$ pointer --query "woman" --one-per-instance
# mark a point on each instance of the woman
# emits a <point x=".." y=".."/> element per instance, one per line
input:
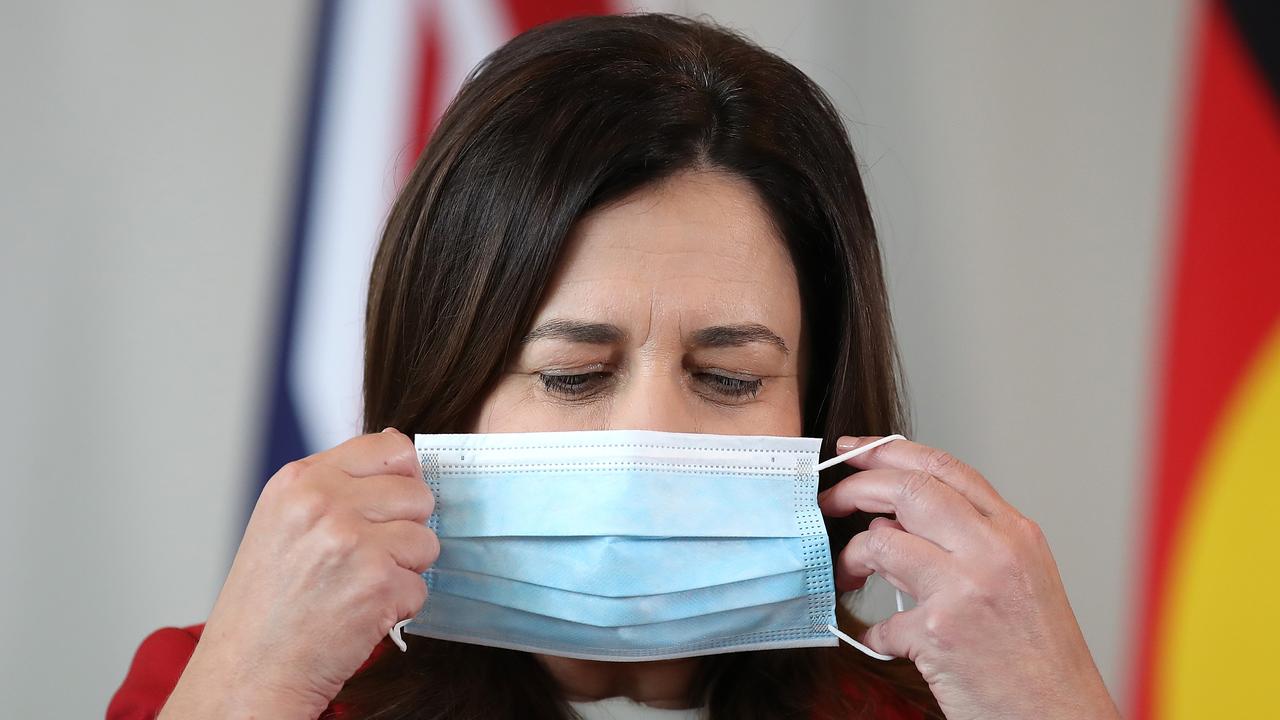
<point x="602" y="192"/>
....
Rewrite the material above, replacing "woman" with "person" everywhere and leaving everything else unchanged. Leave out the picture.

$ pointer --query "person" --one-per-instance
# mark a point on each instance of the person
# emits a <point x=".." y=".."/> element per instance, one per line
input:
<point x="602" y="192"/>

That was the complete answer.